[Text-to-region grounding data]
═══
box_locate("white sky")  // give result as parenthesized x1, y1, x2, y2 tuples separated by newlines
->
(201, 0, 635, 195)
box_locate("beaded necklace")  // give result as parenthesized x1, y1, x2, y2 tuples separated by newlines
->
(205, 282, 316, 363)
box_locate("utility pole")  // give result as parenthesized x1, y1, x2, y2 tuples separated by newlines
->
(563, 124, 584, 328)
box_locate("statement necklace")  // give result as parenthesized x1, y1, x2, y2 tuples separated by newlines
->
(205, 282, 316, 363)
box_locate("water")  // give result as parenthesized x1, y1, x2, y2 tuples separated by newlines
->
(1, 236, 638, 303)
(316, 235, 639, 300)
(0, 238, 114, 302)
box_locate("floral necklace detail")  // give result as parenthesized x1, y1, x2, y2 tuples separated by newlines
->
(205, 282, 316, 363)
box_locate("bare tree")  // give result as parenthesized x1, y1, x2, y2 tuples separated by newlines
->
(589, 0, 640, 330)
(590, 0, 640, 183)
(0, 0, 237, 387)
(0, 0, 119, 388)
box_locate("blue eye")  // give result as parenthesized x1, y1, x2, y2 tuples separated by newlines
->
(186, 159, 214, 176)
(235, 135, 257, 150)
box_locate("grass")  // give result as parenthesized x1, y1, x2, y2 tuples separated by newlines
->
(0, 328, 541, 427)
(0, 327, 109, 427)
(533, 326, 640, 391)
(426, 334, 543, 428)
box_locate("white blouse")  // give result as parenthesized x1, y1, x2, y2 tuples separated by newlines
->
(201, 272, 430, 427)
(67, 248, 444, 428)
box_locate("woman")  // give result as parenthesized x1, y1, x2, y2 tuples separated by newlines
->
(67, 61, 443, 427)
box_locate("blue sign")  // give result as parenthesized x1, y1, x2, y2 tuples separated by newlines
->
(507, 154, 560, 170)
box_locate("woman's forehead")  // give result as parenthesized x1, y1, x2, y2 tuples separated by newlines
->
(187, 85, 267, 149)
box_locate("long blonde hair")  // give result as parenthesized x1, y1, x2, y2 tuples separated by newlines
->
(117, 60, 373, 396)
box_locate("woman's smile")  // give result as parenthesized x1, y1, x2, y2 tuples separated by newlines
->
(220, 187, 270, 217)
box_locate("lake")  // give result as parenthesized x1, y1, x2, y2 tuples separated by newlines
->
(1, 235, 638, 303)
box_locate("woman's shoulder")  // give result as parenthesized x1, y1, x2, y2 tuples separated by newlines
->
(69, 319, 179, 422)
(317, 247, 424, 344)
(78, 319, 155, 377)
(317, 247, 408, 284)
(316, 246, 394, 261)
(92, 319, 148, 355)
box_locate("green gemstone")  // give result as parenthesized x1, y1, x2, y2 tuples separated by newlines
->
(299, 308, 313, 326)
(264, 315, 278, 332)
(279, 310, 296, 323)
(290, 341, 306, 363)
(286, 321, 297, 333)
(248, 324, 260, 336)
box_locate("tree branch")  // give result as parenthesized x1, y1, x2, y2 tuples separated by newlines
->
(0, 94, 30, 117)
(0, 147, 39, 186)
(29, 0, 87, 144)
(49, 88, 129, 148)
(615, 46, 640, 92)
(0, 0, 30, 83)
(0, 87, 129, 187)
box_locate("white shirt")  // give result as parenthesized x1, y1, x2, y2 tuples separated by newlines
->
═══
Task objective:
All entries should be transcribed verbatim.

Your response:
box_locate("white sky")  // give result as parenthesized x1, y1, x2, y2 tuples separated by newlines
->
(201, 0, 635, 195)
box_locate("beaded necklace")  // give result as parenthesized x1, y1, x2, y2 tuples separated by newlines
->
(205, 282, 316, 363)
box_locate("utility pole")  // give result as parenthesized x1, y1, x2, y2 tuples separated by newlines
->
(563, 124, 584, 328)
box_locate("statement necklace")  // give result as parenthesized x1, y1, x2, y2 tuples separated by newlines
->
(205, 282, 316, 363)
box_locate("water")  // give result as parenthesized x1, y1, x2, y2 tuples separated by newlines
->
(1, 236, 638, 303)
(316, 235, 639, 300)
(0, 238, 114, 302)
box_locate("floral necklace detail")  // give result as parenthesized x1, y1, x2, y2 tuples separated by newlines
->
(205, 282, 316, 363)
box_locate("bare tree")  // give result as parenthesized x1, y1, x2, y2 tuples separated by newlines
->
(589, 0, 640, 330)
(590, 0, 640, 183)
(0, 0, 237, 387)
(0, 0, 119, 388)
box_locate("blue eye")  // give result as parenthesized x1, y1, x2, y2 tuples separated by newlines
->
(186, 159, 214, 176)
(235, 135, 257, 150)
box_locate("grass")  // give result as parenthesized x1, y1, x2, y2 tuples separated by newlines
->
(0, 328, 541, 427)
(0, 327, 109, 427)
(533, 326, 640, 391)
(426, 334, 543, 428)
box_locate("white blouse")  // give result as parenthesized x1, y1, x2, y2 tuples separated by newlines
->
(201, 272, 430, 427)
(67, 248, 444, 428)
box_locate("woman")  // give result as parenthesized x1, y1, x2, y2 tuples separated by newlines
->
(67, 61, 443, 427)
box_locate("blue sign")  // give result as parenthesized x1, y1, x2, y2 tuples separated by newlines
->
(507, 154, 560, 170)
box_locate("woman's forehead")  // give result as parenthesized x1, y1, x2, y2 tuples separated by newlines
->
(187, 85, 267, 149)
box_locate("long blonde hair")  // give result as parenthesized x1, y1, x2, y2 tuples separated by newlines
->
(117, 60, 373, 396)
box_locate("woman's smile")  // give result as parenthesized x1, y1, x2, y2 tuples separated by newlines
->
(220, 187, 270, 217)
box_locate("lake")  // give result as parenthesized x1, y1, x2, y2 tuples separated by newlines
->
(1, 235, 638, 303)
box_locate("woman's shoulder")  // give result as parenthesized x1, y1, x2, y2 tuples separated by newlines
->
(69, 319, 179, 422)
(317, 247, 424, 344)
(78, 319, 155, 377)
(317, 247, 408, 284)
(316, 246, 394, 261)
(92, 319, 148, 355)
box_locate("green gemstone")  // give result as parenthesized x1, y1, x2, y2 tuples separated by newlines
->
(299, 308, 313, 326)
(264, 315, 278, 332)
(279, 310, 296, 323)
(290, 341, 306, 363)
(286, 321, 297, 333)
(248, 324, 260, 336)
box_locate("tree branch")  // give result as parenthesized x1, y1, x2, y2 tuples separated by newlines
->
(0, 94, 30, 117)
(0, 147, 39, 186)
(29, 0, 87, 144)
(49, 88, 129, 148)
(615, 46, 640, 92)
(0, 0, 30, 83)
(0, 87, 129, 187)
box_locate("white shirt")  // give result as parenthesized x1, y1, x2, y2 tuples separated by newlines
->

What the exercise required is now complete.